— TEXTO DE LECTURA —
==========

El universo creado por Roberto Gómez Bolaños está de moda y de vuelta nuevamente gracias a la bioserie de Max Sin querer queriendo, que relata los comienzos y el ascenso de Chespirito, creador de personajes como el Doctor Chapatín, el Chavo del Ocho y, por supuesto, el Chapulín Colorado.

¿Qué tiene de especial este superhéroe de ficción que llegó a las pantallas del extinto Canal 8 el 26 de noviembre de 1970? No fue el primero de su tipo en el imaginario cultural mexicano: antes que el Chapulín Colorado, ya desfilaban por la historieta nacional personajes entrañables como Kalimán, el Hombre Increíble; Chanoc; El Pantera, e incluso un antihéroe como Fantomas, la Amenaza Elegante, formaban parte de esta pléyade de figuras extraordinarias de manufactura mexicana.
También estaban los luchadores que, desde los años cuarenta del siglo pasado, pasaron de ser simples atletas de un deporte tan circense e histriónico como la lucha libre, a convertirse en íconos del folclore contemporáneo de México.
Sin ser luchador ni un superhéroe convencional, el Chapulín Colorado, creación de Gómez Bolaños, tuvo chispa y encanto precisamente por lo que no era. La receta estadounidense —es un concepto gringo, nos guste o no— dicta que un superhéroe es un ser excepcional, un fuera de serie con toda clase de superpoderes: como Superman, que además de fuerte, vuela, lanza rayos por los ojos, tiene superoído… todo en él es “súper”. O bien, en el otro extremo, tenemos a Batman: sin superpoderes, pero con habilidades llevadas al límite; su inteligencia lo convierte en el mejor detective del mundo, con toda clase de artilugios y recursos a su alcance.

==========

— TRABAJO REQUERIDO —
Cita sin cambios el pasaje del texto sobre el Chapulín Colorado que arranca en las palabras "El universo creado" y concluye tras "de manufactura mexicana.".

==========

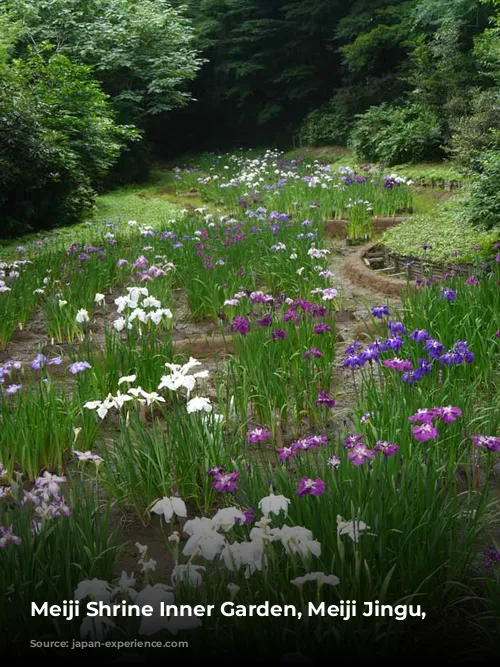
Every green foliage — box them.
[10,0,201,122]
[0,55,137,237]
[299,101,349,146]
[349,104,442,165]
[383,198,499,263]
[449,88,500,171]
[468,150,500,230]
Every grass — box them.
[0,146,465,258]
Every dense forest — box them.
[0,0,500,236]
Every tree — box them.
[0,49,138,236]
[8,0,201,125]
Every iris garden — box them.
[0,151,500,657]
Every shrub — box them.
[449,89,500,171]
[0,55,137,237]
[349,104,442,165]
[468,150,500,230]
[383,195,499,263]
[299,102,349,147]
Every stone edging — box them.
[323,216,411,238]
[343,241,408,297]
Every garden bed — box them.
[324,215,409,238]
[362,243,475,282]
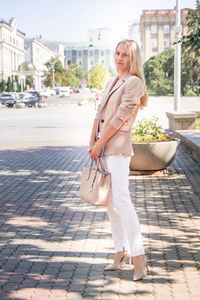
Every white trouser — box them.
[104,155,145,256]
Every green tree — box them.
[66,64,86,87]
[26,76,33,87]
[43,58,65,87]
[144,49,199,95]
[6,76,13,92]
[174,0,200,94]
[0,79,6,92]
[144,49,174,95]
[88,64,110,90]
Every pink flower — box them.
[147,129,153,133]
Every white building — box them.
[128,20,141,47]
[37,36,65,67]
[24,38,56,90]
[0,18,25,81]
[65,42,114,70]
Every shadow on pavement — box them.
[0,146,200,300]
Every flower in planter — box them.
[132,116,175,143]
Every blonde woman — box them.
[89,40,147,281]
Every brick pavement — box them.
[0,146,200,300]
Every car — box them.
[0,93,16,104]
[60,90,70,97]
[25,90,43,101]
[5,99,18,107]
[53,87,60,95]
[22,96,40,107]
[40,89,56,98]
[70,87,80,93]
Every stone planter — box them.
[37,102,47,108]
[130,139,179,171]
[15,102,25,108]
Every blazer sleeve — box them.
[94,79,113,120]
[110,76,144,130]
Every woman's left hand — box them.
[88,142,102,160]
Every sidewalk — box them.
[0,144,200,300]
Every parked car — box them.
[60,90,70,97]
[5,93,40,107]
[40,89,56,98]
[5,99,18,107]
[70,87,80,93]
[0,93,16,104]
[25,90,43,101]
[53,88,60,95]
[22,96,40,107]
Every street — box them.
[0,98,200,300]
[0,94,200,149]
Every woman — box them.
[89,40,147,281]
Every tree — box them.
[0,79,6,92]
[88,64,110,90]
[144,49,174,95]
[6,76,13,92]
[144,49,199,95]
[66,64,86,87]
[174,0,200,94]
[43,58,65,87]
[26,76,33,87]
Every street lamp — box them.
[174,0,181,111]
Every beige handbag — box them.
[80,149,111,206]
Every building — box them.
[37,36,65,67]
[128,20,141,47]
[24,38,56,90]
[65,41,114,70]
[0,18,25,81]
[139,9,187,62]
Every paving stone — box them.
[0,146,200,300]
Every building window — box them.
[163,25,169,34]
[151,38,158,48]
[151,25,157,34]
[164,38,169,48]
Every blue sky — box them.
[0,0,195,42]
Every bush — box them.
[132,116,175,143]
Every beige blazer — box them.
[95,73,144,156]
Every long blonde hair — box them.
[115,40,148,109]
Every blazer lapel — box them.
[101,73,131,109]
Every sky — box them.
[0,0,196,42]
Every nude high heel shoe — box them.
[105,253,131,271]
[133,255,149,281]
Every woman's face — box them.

==========

— RESPUESTA DE LA TAREA —
El universo creado por Roberto Gómez Bolaños está de moda y de vuelta nuevamente gracias a la bioserie de Max Sin querer queriendo, que relata los comienzos y el ascenso de Chespirito, creador de personajes como el Doctor Chapatín, el Chavo del Ocho y, por supuesto, el Chapulín Colorado.

¿Qué tiene de especial este superhéroe de ficción que llegó a las pantallas del extinto Canal 8 el 26 de noviembre de 1970? No fue el primero de su tipo en el imaginario cultural mexicano: antes que el Chapulín Colorado, ya desfilaban por la historieta nacional personajes entrañables como Kalimán, el Hombre Increíble; Chanoc; El Pantera, e incluso un antihéroe como Fantomas, la Amenaza Elegante, formaban parte de esta pléyade de figuras extraordinarias de manufactura mexicana.